*Try it*: Print the data exactly as it is given, please.

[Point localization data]
---
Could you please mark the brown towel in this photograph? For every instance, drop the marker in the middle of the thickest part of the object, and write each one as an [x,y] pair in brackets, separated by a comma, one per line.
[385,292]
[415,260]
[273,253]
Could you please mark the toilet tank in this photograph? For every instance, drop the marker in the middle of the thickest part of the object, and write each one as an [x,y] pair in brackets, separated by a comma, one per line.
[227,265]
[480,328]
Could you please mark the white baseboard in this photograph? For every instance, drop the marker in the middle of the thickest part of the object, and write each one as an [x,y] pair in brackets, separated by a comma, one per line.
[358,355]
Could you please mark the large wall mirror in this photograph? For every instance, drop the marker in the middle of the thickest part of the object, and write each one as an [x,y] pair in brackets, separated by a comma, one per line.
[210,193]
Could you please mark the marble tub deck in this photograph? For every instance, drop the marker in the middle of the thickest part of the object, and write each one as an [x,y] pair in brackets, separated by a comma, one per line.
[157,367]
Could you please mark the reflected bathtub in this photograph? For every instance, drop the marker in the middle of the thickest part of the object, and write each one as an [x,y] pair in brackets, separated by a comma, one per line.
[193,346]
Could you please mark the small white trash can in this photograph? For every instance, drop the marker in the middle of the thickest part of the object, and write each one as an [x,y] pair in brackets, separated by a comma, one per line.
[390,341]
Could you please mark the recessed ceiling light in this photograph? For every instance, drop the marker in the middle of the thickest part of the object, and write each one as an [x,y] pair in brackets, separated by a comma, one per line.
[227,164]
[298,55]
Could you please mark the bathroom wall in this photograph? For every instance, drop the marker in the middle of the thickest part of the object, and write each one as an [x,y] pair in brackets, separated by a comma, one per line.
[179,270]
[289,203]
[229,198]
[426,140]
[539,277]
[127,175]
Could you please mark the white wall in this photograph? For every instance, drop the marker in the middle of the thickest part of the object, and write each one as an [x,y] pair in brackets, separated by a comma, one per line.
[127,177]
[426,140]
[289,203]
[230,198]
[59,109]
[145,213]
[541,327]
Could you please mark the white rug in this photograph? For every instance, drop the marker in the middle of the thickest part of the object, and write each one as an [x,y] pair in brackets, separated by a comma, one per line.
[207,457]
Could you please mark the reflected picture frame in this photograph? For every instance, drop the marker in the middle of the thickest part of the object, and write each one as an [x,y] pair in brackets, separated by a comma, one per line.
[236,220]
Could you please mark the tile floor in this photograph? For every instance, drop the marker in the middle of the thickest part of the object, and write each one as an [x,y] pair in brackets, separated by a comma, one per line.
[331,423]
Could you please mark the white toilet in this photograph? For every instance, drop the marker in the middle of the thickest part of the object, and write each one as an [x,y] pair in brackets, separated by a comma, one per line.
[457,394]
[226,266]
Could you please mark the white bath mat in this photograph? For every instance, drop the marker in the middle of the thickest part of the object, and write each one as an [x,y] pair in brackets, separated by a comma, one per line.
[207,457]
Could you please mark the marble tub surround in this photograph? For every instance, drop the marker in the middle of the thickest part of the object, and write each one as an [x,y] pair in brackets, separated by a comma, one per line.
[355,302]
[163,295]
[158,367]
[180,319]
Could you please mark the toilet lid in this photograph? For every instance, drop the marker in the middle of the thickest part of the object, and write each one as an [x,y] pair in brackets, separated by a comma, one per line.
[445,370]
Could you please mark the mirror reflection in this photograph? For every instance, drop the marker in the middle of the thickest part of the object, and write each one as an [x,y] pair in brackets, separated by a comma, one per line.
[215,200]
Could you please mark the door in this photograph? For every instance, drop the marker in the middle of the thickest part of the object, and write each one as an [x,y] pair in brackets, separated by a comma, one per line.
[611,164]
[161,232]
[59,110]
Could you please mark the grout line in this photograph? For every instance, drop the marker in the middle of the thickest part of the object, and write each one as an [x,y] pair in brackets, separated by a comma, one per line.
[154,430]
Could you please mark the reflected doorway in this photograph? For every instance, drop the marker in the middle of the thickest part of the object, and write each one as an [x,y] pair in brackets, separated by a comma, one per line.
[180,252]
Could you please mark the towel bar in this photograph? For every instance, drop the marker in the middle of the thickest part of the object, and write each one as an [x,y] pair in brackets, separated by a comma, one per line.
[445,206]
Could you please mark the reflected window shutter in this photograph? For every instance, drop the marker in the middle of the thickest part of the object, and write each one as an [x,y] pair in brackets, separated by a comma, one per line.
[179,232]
---
*Output*:
Could you please mark the brown towel in this photograph? For every instance, drop the marker in the middle of the thickest part of the object, and write each one as an [x,y] pair in brackets, separated by a comma, one per line.
[385,292]
[415,260]
[273,253]
Could you please mark the toilet tank in this photograph? For every instance, drop the marker in the middle of the thickest part of the object, and write each one as an [x,y] pair in brackets, separated by a comma, one per line.
[227,265]
[480,328]
Could you please mark the white baseboard in this photograph? For every instance, drop the marker in the middle of the thickest part of the object, and write each one as an [x,y] pair in brackets, separated by a comma, one per line.
[358,355]
Could you please mark the large wall mirror in this photograph? For every instance, drop the marker in the middle of the thickest part of the object, and write each one as an [x,y] pair in brackets, separated by a comma, one per line.
[210,193]
Could you please mark the marble tub deck in this photograph? For every instance, drop the marker in the middle of the thickest part of the object, and write each one as an [x,y] pair in brackets, separated by a comma, one per line.
[157,367]
Could you please mark the reflected bathtub in this photograph? For every instance, drop the marker in the middle of the thickest part of the object, and write each one as an [x,y] pair in brackets, separated by a comma, one per line.
[193,346]
Could you please mark the small white trash can in this photograph? For every instance, drop the marker in the middle of the thickest part of the object, and write each one as an [x,y] pair in brackets, separated by a comma, one per line.
[390,341]
Could you please mark the recessed ceiling light in this photograph? For every instance, drop the marker in the middle of the thickest part of the object, and write each one as an [x,y] pair in brackets, separated by a comma, one per line.
[227,164]
[298,55]
Could you please mark the bathroom wall in this photograph? For every instance, drop the marker in the middle of the thickest part of the object, and write each one as an [x,y] pair in brackets, separated by a comma, one per line.
[179,270]
[289,203]
[229,198]
[426,140]
[539,277]
[127,175]
Could you please mark the white wall in this photograph? For every instance, drop the marker in the middle of the thickest part of the object, and write each one as an [x,y] pair in brackets, separated by a comma, one per line.
[127,177]
[426,140]
[289,203]
[230,198]
[59,109]
[145,213]
[541,327]
Could you please mark the white rug in this photograph? For every instance, drop the marker in the middle of the thickest part of the object, and write each one as an [x,y] pair in brackets, separated by a comma, one per line.
[207,457]
Could you please mark the reflected picture frame in this photograph? For every instance, drop the marker in the middle of the thickest part of the object, and write each one as an [x,y] pair in brackets, separated by a comma, one per line.
[236,220]
Could you please mark the tile floor in this photograph? For every instance, drop the marker in the middle of the thickest part of the object, and write each one as an [x,y] pair in brackets, separated by a comma, one per line.
[331,423]
Could you please mark the white toilet in this photograph? For every instance, drop the marker in the middle of the thickest part of the object, and write each one as an [x,y] pair in brackets, separated by a comma, one per line.
[457,394]
[226,266]
Could you please mark the white bath mat in this photograph? For every instance, drop the marker in the middle of the thickest part of the object, and write each one as an [x,y] pair in brackets, separated by a comma, one per line.
[207,457]
Could you please mark the marble tub surround in this photograph? For every instance, drop the marker in the middle of the thickest part of the object, and write each one as an [x,y] pair in brackets, separated by a comma, one per line.
[355,302]
[163,295]
[158,367]
[180,319]
Could you please mark the toilet lid in this photograph? For every instance, drop the marker in the middle of the thickest part of the object, and write each one as an [x,y] pair in brackets, separated by a comma, one per line.
[445,370]
Could you please mark the mirror reflection in this photograph? For every instance, drop the marker in the middle of the thickest part of the object, and write each one as an [x,y] pair in brackets, separated by a comma, one per line.
[215,200]
Could you please mark the door in this photograph? For every instance, drop the marker in the middle of the thickest part of the object, and write each one as an [x,y] pair in brackets, separated by a comma, one per line.
[611,164]
[161,232]
[59,110]
Could you please mark the grout line in this photograph? For every instance, drop the marker in the middle of the thickest part of the object, and write each one as an [x,y] pair in brackets, separated by a comma, one per line.
[154,430]
Could you please mark the reflected doorway in this photograph? For every instance, drop the marker in the middle of the thickest part of the object, and write each one as an [x,y] pair in brackets, separated by a comma, one per line.
[180,252]
Could you please mark the towel bar in this photograph? For every instance, drop the marker in the middle of the thickest part of the object, and write each one as an [x,y] pair in brackets, separated by a comma, one per line.
[445,206]
Could you please mark the reflected window shutter in this photograph? For every instance, drop the marker in the middle of the thickest part of the object, and write each one as an [x,y] pair in brackets, separated by a comma, one per line.
[179,232]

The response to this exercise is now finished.